[Entrées de données]
______________________________
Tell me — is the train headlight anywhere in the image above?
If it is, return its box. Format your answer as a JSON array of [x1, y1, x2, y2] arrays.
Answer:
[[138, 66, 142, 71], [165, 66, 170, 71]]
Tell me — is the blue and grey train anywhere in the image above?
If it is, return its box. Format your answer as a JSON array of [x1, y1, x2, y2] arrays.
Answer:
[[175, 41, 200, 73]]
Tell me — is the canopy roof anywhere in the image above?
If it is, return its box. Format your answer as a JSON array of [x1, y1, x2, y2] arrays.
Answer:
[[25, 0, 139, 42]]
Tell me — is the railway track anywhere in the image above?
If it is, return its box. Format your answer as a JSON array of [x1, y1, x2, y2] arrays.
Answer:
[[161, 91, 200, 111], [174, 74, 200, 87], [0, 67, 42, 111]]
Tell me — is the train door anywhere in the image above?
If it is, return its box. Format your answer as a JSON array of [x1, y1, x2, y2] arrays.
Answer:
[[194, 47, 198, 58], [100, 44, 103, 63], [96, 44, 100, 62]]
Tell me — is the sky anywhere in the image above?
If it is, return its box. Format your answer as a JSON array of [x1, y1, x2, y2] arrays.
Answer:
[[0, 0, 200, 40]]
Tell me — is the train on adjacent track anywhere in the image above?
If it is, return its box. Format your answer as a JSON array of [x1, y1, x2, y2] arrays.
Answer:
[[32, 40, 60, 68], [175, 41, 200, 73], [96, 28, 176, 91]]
______________________________
#### Consigne:
Citez mot pour mot toutes les lignes des données ci-dessus, sans rien y changer.

#### Réponse attendue:
Tell me — is the train headlight anywhere in the image above?
If it is, return its box. Format your answer as a JSON array of [x1, y1, x2, y2] arrays.
Answer:
[[138, 66, 142, 71], [165, 66, 170, 71]]
Tell me — is the blue and grey train anywhere in the image above?
If it is, return its box. Format your answer as a JSON array of [x1, y1, x2, y2] arrays.
Answer:
[[175, 41, 200, 73]]
Tell me — is the canopy roof anywhere in the image above?
If it is, return its box. Format your answer as a JSON array of [x1, y1, x2, y2] arrays.
Answer:
[[25, 0, 139, 42]]
Tell me — is the railway track anywhere in the image above?
If it is, return its box. Format your answer as a JSON array of [x1, y1, x2, y2] arrays.
Answer:
[[161, 91, 200, 111], [174, 74, 200, 87], [0, 67, 42, 111]]
Tell me — is the train door anywhere in the image above?
If it is, return its box. Format your answer as a JSON array of [x1, y1, x2, y2] arrays.
Answer:
[[194, 47, 198, 58], [100, 44, 103, 63], [96, 44, 100, 62]]
Tell me — is the sky anywhere in the image above?
If it is, return its box. Format your answer as a JSON array of [x1, y1, x2, y2] arrays.
Answer:
[[0, 0, 200, 40]]
Tell me — is the train on adjacent track anywhere in the image above?
If it is, return its box. Format your answer as a JSON array of [x1, y1, x2, y2] arrays.
Answer:
[[32, 40, 60, 68], [175, 41, 200, 73], [96, 28, 176, 91]]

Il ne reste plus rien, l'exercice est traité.